== Exercise aim ==
Scale the data below, from its start down through the line containing "121), (59, 130)]", both ends included: reproduce each line in full, multiplying every coordinate value in the point lists by 1.1 and rounding to whole numbers, with halves rounded up. Return only those lines.

● ● ● ●

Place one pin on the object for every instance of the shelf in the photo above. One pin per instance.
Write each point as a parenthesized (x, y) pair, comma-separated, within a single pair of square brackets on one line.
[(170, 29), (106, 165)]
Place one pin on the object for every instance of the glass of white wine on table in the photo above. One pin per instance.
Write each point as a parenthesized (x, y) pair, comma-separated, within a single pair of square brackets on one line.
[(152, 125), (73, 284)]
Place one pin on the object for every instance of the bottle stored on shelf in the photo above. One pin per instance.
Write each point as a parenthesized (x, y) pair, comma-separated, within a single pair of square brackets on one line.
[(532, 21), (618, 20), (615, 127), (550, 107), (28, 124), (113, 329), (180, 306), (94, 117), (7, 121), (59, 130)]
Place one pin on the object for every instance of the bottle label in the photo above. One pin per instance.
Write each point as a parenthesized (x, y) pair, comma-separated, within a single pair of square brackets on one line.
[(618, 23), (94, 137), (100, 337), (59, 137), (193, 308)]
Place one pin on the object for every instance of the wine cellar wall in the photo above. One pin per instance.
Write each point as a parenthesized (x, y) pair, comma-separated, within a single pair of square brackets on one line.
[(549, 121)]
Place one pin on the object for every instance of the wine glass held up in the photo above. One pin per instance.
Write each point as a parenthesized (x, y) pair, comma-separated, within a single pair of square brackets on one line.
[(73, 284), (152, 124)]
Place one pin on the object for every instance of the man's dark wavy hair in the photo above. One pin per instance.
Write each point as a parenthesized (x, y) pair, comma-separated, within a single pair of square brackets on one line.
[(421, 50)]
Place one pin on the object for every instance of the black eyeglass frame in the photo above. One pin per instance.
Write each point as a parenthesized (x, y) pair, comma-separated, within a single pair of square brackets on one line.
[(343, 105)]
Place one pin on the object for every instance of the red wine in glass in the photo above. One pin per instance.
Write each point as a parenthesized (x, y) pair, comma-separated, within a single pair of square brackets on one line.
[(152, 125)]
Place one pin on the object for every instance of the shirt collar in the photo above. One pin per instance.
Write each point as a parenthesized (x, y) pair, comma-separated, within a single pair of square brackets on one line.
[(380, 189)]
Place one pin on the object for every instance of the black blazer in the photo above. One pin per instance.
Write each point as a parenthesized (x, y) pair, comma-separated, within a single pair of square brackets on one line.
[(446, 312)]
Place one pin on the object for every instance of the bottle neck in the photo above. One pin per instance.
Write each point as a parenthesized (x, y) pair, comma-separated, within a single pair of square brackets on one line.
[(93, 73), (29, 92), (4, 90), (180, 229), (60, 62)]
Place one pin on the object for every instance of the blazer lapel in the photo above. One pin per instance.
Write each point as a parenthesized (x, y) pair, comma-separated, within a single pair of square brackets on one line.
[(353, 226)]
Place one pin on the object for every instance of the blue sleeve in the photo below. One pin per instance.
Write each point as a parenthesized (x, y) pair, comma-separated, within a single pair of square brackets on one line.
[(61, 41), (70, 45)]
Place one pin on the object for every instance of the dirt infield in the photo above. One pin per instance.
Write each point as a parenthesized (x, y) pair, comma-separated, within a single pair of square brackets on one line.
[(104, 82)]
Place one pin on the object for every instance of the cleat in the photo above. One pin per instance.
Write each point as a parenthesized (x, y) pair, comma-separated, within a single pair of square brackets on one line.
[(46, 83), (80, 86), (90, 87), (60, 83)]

● ● ● ●

== Response ==
Place one pin on the object for every instance of the shelf in the photo above. One pin per instance.
Write each point as a parenthesized (x, y) pair, comma-separated, within a single pair of square brackets on one line.
[(187, 32), (117, 182)]
Place one pin on the object for every instance of the glass of white wine on table in the photo above. One pin per instance.
Write each point as a parenthesized (x, y) pair, comma-separated, within a single pair of square brackets on one line.
[(167, 138), (80, 312)]
Place one pin on the object for every instance of the bottle stored on shelf in the photo above. One pin per instance.
Write each point as a parenthesized (x, y) pair, comma-separated, within a single pair of square brackets on one line.
[(585, 23), (680, 22), (677, 140), (605, 118), (31, 136), (124, 362), (198, 337), (103, 129), (8, 133), (65, 143)]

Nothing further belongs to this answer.